##### SUPPLIED RECORDS #####
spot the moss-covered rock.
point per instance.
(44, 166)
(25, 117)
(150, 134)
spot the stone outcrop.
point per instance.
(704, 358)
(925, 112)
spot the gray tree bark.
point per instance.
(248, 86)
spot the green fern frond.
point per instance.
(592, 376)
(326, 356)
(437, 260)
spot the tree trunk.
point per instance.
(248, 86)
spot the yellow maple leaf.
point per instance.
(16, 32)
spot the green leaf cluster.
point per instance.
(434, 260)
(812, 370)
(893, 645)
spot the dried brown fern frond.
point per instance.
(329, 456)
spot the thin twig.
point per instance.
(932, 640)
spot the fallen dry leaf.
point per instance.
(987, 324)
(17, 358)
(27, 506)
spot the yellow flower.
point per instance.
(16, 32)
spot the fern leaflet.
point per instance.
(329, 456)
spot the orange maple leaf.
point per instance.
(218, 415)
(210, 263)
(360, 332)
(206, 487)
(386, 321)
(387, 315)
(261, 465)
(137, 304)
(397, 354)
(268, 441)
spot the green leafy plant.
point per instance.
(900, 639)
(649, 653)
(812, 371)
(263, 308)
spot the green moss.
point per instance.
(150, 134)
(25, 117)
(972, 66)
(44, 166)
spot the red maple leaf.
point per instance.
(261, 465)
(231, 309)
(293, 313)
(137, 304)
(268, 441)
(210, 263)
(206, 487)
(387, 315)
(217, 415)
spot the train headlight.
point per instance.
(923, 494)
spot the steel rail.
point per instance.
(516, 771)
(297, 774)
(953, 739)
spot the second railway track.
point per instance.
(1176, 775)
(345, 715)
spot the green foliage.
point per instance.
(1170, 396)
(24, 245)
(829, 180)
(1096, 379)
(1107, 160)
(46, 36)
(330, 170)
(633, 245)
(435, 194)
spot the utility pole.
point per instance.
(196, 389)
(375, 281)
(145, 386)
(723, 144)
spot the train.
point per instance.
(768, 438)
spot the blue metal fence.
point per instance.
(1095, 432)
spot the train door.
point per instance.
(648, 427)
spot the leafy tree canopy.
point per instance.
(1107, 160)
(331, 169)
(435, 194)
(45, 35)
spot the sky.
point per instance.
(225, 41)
#####
**TASK:**
Find "spot the blue metal fence." in the entries above, then repeat its line and all lines after it exactly, down to the last line.

**EXERCISE OUTPUT:**
spot the blue metal fence.
point per instance.
(1095, 432)
spot the train door.
point per instance.
(648, 427)
spot the leafy tree canopy.
point per instance.
(1107, 160)
(331, 169)
(435, 194)
(45, 35)
spot the sky.
point per instance.
(225, 41)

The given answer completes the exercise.